§ AUSGANGSTEXT
══════════


    Sam, der den reichen Henri Delamare schröpfen will, tritt in eine fertige Welt ein, die ihm völlig fremd ist. Sein Unbehagen versucht er durch Überheblichkeit zu überspielen. Und anfangs klappt sein Plan auch wie geschmiert. Als Sam und Henri nach dem gemeinsamen Golfspiel spät heimkommen, ist Lise verschwunden und Henri völlig verzweifelt.

    Tanguy Viels Kidnapping-Geschichte lehnt sich an Brian de Palmas Film "Schwarzer Engel" an, der wiederum Hitchcocks "Vertigo" nachempfunden ist. Ohne den Film sind Viels Bücher kaum zu denken, das macht sich vor allem in der Vorherrschaft der Inszenierung bemerkbar, durch die man auch das Unwahrscheinliche schluckt, die meisterhafte Atmosphäre ist wichtiger als alle Plausibilität. Aber der Film ist eindeutiger, mimetischer, während die Literatur reflexiver ist, nachdenklicher. Doch Sam braucht sage und schreibe zehn Jahre, um nachzudenken und seine Geschichte erzählen zu können.

══════════

§ ERFASSTE ANGABEN
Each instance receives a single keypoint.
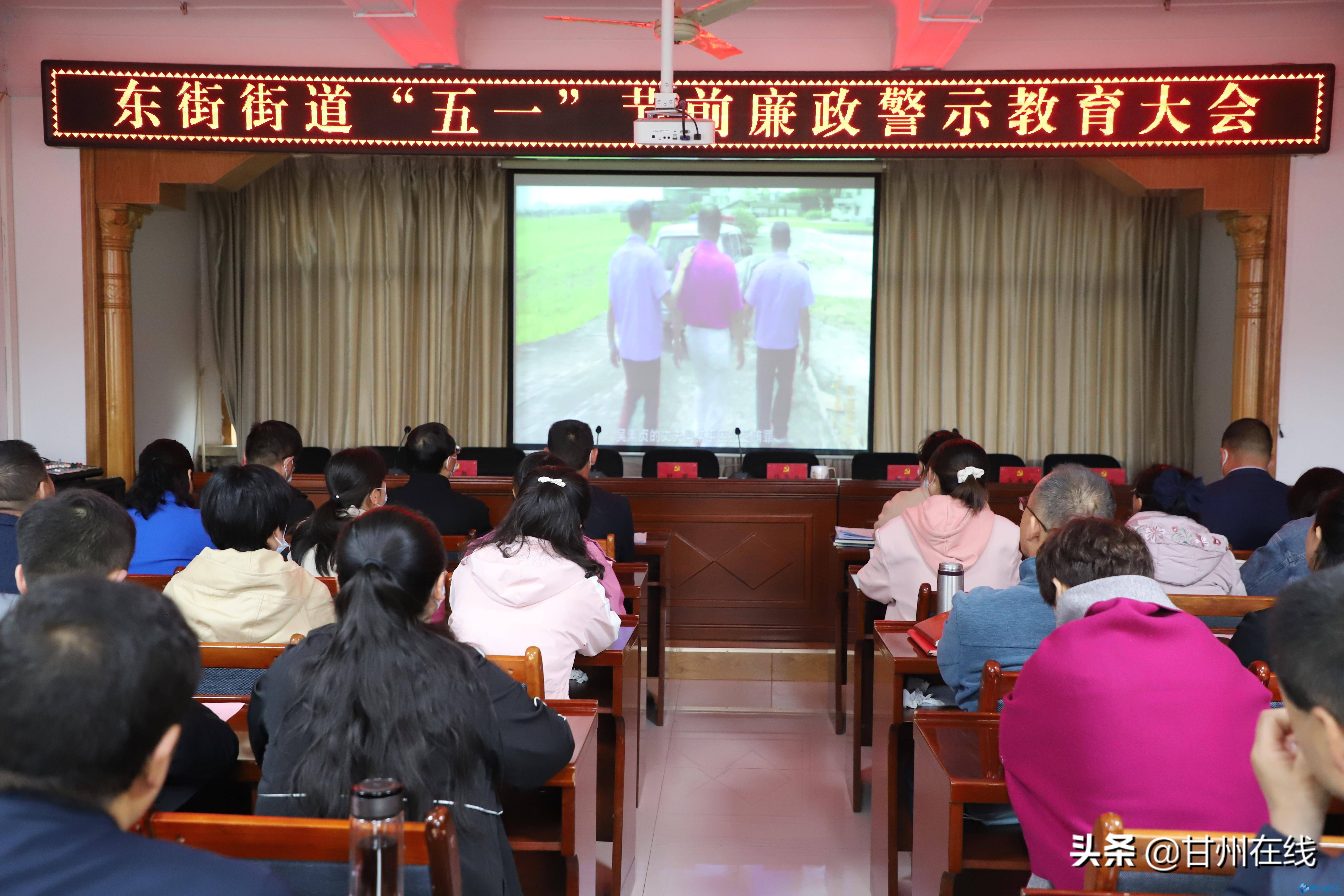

══════════

§ AUFGABEN
a) Übertrage den Satz „Sein Unbehagen versucht er durch Überheblichkeit zu überspielen.“ aus dem Text über Tanguy Viels Kidnapping-Geschichte ins Englische.
b) Führe den Text über Tanguy Viels Kidnapping-Geschichte im selben Ton weiter und setze direkt nach seinem letzten Satz an.

§ LÖSUNGEN
a) He tries to cover up his unease with arrogance.

b)
    Vielleicht auch deshalb gleicht sie einem Puzzle, mit jedem Teilchen versteht man die Zusammenhänge ein bisschen besser. Das hat mit der Position des Erzählers zu tun. Er kennt die Geschichte ja schon, aber er muss sie so erzählen, als steckte er noch mittendrin. Daher tauchen die Informationen auf, wie die Elemente der Erinnerung im Kopf des Erzählers auftauchen: nach und nach und nicht unbedingt in der richtigen Reihenfolge. Hier erzählt jemand eine Geschichte, deren roten Faden er noch sucht. Damit übrigens der Autor selbst den roten Faden nicht verliert, bedient er sich just des Kriminalgenres.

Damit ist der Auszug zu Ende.